*** Opening RECORDS SUPPLIED ***

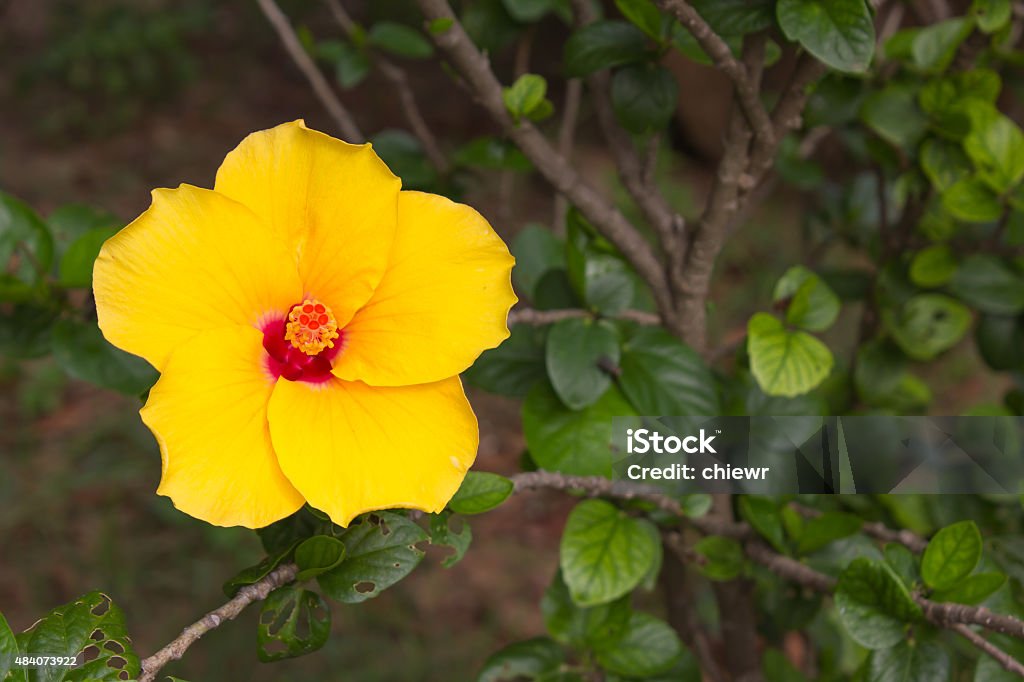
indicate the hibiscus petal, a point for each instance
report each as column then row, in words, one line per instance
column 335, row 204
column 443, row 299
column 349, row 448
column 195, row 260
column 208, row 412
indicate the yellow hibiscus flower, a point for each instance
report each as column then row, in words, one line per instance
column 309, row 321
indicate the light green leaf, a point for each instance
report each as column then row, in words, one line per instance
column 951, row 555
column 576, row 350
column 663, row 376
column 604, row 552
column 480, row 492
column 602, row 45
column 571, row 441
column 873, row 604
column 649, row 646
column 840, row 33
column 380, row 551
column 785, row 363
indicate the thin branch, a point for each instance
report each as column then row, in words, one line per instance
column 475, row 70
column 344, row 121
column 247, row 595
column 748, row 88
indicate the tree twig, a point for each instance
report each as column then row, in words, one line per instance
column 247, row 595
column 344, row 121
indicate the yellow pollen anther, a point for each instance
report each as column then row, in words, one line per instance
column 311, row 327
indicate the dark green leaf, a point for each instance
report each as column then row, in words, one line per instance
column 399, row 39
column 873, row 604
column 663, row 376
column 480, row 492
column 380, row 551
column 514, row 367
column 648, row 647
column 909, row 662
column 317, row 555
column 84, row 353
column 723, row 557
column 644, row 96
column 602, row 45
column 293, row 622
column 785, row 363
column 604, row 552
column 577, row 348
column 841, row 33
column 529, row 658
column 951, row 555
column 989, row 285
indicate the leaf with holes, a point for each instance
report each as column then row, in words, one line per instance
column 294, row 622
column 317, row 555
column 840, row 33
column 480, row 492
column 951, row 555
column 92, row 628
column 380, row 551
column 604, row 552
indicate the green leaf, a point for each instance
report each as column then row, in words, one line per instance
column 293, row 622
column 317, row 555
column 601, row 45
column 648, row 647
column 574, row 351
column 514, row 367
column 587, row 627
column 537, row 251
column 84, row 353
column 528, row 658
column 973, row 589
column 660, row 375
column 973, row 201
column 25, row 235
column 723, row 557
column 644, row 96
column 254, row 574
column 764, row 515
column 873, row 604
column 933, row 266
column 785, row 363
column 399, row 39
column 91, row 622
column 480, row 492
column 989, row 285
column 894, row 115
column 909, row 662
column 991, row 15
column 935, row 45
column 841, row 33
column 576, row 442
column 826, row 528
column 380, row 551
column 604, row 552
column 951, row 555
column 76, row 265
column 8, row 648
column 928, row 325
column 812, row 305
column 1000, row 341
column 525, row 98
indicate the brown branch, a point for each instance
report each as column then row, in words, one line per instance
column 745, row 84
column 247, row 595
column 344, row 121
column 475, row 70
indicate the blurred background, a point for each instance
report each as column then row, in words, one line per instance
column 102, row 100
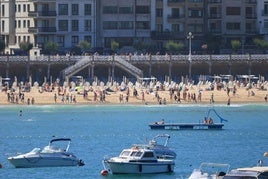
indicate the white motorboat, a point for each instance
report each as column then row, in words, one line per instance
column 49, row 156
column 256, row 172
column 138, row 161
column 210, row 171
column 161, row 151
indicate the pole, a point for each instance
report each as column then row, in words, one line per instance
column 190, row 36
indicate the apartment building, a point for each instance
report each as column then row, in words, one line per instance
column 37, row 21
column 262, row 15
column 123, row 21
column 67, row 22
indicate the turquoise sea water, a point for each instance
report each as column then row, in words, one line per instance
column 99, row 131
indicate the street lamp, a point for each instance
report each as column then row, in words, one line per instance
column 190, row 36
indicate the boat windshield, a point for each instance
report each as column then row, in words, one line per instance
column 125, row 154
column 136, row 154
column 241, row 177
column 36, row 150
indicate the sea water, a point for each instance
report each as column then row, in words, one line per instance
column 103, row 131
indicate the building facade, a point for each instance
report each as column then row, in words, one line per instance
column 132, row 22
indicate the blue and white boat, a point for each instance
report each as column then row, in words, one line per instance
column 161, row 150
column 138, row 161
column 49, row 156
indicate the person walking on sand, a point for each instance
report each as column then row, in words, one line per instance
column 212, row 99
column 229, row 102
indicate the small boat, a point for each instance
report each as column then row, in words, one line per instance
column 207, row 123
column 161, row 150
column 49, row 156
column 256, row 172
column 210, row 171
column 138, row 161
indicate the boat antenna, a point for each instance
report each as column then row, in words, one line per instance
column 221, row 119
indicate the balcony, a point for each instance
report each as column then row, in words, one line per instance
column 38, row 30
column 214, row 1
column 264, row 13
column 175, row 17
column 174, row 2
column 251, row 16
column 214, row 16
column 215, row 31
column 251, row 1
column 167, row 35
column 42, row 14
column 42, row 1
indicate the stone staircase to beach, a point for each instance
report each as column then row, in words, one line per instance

*** Closing RECORDS SUPPLIED ***

■ **WHAT YOU NEED TO DO**
Lines from the start of the material through the line containing "indicate the yellow hibiscus" are to be restated word for word; no picture may be included.

■ **EXERCISE ANSWER**
indicate the hibiscus petal, a point for each instance
report each as column then row, in words, one line per instance
column 335, row 204
column 443, row 299
column 349, row 448
column 195, row 260
column 208, row 412
indicate the yellow hibiscus flower, a point for each instance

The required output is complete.